-- START OF Page --
A new test debuts at IR: The Sony A9’s rolling shutter really *is* pretty dang fast!

 

 

If you've ever shot a video that included a fast-moving subject like an aircraft's propellers, you'll have noticed that they seem to be being whipped through the air and then bizarrely discarded. If so, you've been a victim of the rolling shutter effect. (Or more colloquially, the "jello effect.") This unusual photographic oddity is best-known these days for its adverse effect when shooting videos, but it's equally an issue in still photography, too.

But what causes it, and how can we measure and quantify its potential impact on your photography before you lay down your hard-earned cash on a new camera purchase? These are just the kinds of questions we at IR love to roll up our sleeves and answer for you!

Rolling shutter can be a serious issue for much more than just in-flight photos and videos from your window seat. In still photography, the jello effect can cause things like racing cars that seem to lean forwards as if eagerly willing themselves towards the finishing line, helicopter rotors that appear to bow like bananas, and guitar strings that apparently ripple like tiny sine waves along their length. And in videos, it can rear its ugly head when you pan across your subject, with utility poles, street lamps and buildings in the background appearing to lean drunkenly to one side.
-- END OF Page --
-- START OF Supplied data --
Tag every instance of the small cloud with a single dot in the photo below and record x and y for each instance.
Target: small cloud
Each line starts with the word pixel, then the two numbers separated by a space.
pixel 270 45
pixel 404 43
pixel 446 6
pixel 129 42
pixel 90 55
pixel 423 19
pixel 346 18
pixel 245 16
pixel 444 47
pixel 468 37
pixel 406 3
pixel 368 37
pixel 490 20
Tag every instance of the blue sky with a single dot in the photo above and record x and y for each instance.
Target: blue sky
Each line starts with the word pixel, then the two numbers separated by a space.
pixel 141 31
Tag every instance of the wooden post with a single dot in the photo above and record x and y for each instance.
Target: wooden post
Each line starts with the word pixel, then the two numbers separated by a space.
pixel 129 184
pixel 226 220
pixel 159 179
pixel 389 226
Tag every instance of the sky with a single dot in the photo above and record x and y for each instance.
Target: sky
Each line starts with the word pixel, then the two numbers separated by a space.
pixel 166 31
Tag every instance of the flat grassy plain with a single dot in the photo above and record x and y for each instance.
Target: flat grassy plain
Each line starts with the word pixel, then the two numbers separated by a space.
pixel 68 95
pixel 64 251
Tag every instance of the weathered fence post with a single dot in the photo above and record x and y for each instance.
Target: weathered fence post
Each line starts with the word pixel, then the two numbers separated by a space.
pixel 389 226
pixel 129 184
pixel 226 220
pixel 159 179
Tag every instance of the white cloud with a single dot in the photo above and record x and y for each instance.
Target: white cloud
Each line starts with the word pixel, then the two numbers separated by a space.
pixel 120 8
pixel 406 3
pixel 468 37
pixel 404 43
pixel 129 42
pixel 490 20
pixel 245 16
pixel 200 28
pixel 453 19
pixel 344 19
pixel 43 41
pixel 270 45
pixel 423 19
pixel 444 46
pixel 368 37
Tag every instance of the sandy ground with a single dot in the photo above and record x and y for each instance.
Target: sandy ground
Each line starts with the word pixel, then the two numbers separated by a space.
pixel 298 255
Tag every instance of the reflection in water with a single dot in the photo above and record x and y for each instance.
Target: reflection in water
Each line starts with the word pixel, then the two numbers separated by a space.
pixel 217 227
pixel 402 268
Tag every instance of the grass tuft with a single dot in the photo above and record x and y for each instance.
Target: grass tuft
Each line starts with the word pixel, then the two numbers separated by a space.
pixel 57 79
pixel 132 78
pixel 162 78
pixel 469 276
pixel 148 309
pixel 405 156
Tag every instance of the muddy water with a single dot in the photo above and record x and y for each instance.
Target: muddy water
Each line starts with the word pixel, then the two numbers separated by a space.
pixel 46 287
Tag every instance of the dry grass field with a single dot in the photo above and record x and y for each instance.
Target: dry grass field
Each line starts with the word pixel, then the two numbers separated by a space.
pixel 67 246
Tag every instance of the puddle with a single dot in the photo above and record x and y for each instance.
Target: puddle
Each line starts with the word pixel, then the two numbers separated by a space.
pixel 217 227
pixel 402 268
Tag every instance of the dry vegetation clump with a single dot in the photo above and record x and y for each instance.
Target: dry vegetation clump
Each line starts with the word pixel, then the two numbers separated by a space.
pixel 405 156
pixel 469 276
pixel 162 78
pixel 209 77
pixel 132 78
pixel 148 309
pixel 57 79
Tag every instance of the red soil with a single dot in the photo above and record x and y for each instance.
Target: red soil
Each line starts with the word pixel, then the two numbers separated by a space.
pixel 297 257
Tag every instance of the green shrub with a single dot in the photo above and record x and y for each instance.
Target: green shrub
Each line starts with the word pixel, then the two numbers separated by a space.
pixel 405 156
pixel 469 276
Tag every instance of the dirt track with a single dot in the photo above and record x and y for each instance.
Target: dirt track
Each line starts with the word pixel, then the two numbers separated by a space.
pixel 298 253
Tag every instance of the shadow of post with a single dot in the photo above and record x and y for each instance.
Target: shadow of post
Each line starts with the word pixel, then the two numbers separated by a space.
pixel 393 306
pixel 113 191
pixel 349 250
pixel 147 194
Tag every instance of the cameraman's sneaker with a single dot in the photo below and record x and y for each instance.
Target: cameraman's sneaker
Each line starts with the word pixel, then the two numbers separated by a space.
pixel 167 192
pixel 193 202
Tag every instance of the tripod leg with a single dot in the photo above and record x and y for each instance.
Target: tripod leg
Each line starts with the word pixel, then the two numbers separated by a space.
-- END OF Supplied data --
:: Written tasks ::
(1) Repeat, word for word, the section of the rolling shutter article that opens with the words containing "A new test debuts" and closes with "still photography, too.".
(2) What colloquial name for the rolling shutter effect does the rolling shutter article give?

:: Full answers ::
(1)
A new test debuts at IR: The Sony A9’s rolling shutter really *is* pretty dang fast!

 

 

If you've ever shot a video that included a fast-moving subject like an aircraft's propellers, you'll have noticed that they seem to be being whipped through the air and then bizarrely discarded. If so, you've been a victim of the rolling shutter effect. (Or more colloquially, the "jello effect.") This unusual photographic oddity is best-known these days for its adverse effect when shooting videos, but it's equally an issue in still photography, too.

(2) The "jello effect."